*WHAT THE TASK REQUIRES:* For each statement below, say yes or no to whether it agrees with the note on Mr. George Travers, and quote the deciding words of the note: 1. The editors of the Jeeves Omnibus/The World of Jeeves volumes put "Lord Yaxley" in place of "Mr. George Travers" in Jeeves's announcement. 2. The quoted passage from Right Ho, Jeeves calls her "the Dahlia Travers" of earlier days. 3. Anstruther is described as a septuagenarian.

*PROVIDED TEXT:*
Mr. George Travers (p. 206) °

Much confusion has been caused by this reference. Mark Hodson’s original note is reproduced in smaller type below, but I [NM] find it unconvincing, for reasons noted below it. It seems simplest to assume that George Travers is the brother of Tom Travers. [Note added 2025-01-27: And there’s a simpler explanation: that Bertie’s late mother was a member of the Travers family, so Tom Travers and George Travers were Bertie’s maternal uncles, and that Agatha, Dahlia, and George Wooster (Lord Yaxley) were siblings of Bertie’s late father. This explains nearly everything. See the new end paragraph, below.]

Further confusion came when the editors of the Jeeves Omnibus/The World of Jeeves volumes substituted “Lord Yaxley” (né George Wooster, Bertie’s other Uncle George) for “Mr. George Travers” in Jeeves’s announcement here.

Jeeves could be mistaken here. If Uncle George is related to Tom Travers, it is unlikely that he would be Bertie’s uncle (Tom is only an uncle by marriage), and it would be rather an odd coincidence for him to share the surname if they are not related. In any case, evidence elsewhere suggests that Uncle George must be a Wooster.

“Adrian Mulliner” (a.k.a. David Rosenbaum) summarises the evidence in the Great Aunt/Uncle Mystery thus:

1. In Right Ho, Jeeves (Penguin, 1983 — page 227), we read: “The years rolled away from her, and she was once more the Dahlia Wooster of the old yoicks-and-tantivy days."

Dahlia’s maiden name was Wooster — thus she is Bertie’s father’s sister. Of course, one could claim that not all Woosters are related.

2. In Very Good, Jeeves (Penguin — page 162 – The Love that Purifies), we read: “I now perceived that it belonged to a rather moth-eaten septuagenarian of the name of Anstruther, an old friend of Aunt Dahlia’s late father."

If Aunt Dahlia is Bertie’s father’s sister, her “late father” is also Bertie’s grandfather! Would he not refer to Anstruther as a friend of his own grandfather? Still, this is not conclusive.

3. Also in Very Good, Jeeves (Penguin — page 229 – The Ordeal of Young Tuppy), we read: “In coming to the decision to give this Witherspoon my custom, I had been actuated by several reasons, not counting the fact that having married Aunt Dahlia’s husband’s younger sister, Katherine, he is by way of being a sort of uncle of mine.”

If Tom is the blood relative, Katherine is also, and then Witherspoon is much more than “a sort of uncle”

*ENTRIES SUPPLIED:*
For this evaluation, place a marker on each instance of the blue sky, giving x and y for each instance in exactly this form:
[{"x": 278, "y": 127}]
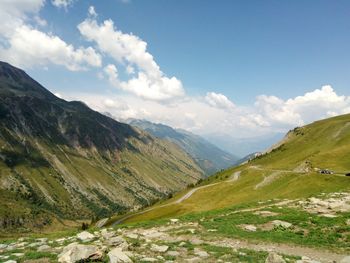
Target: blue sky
[{"x": 262, "y": 66}]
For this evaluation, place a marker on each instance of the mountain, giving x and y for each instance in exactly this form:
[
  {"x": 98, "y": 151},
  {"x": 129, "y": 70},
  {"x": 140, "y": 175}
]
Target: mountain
[
  {"x": 290, "y": 170},
  {"x": 61, "y": 160},
  {"x": 244, "y": 146},
  {"x": 209, "y": 157}
]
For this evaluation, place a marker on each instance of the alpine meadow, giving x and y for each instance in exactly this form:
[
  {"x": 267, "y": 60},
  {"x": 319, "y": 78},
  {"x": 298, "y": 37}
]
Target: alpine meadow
[{"x": 174, "y": 131}]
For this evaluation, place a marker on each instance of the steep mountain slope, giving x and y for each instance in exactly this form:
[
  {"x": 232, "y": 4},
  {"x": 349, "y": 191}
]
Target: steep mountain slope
[
  {"x": 209, "y": 157},
  {"x": 290, "y": 170},
  {"x": 64, "y": 159}
]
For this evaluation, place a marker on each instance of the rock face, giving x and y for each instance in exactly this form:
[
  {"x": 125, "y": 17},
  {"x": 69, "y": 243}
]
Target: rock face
[
  {"x": 75, "y": 252},
  {"x": 274, "y": 258},
  {"x": 281, "y": 223},
  {"x": 345, "y": 260},
  {"x": 116, "y": 255},
  {"x": 157, "y": 248},
  {"x": 85, "y": 236},
  {"x": 35, "y": 125},
  {"x": 250, "y": 228}
]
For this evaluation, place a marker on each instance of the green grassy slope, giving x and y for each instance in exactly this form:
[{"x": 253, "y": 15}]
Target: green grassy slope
[
  {"x": 62, "y": 159},
  {"x": 208, "y": 156},
  {"x": 286, "y": 172}
]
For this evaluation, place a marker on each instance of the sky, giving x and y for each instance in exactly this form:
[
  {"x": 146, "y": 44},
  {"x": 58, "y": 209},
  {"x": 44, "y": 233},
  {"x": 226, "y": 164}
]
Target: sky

*EXERCISE SOLUTION:*
1. Yes: "substituted “Lord Yaxley” (né George Wooster, Bertie’s other Uncle George) for “Mr. George Travers” in Jeeves’s announcement here."
2. No: "she was once more the Dahlia Wooster of the old yoicks-and-tantivy days."
3. Yes: "a rather moth-eaten septuagenarian of the name of Anstruther"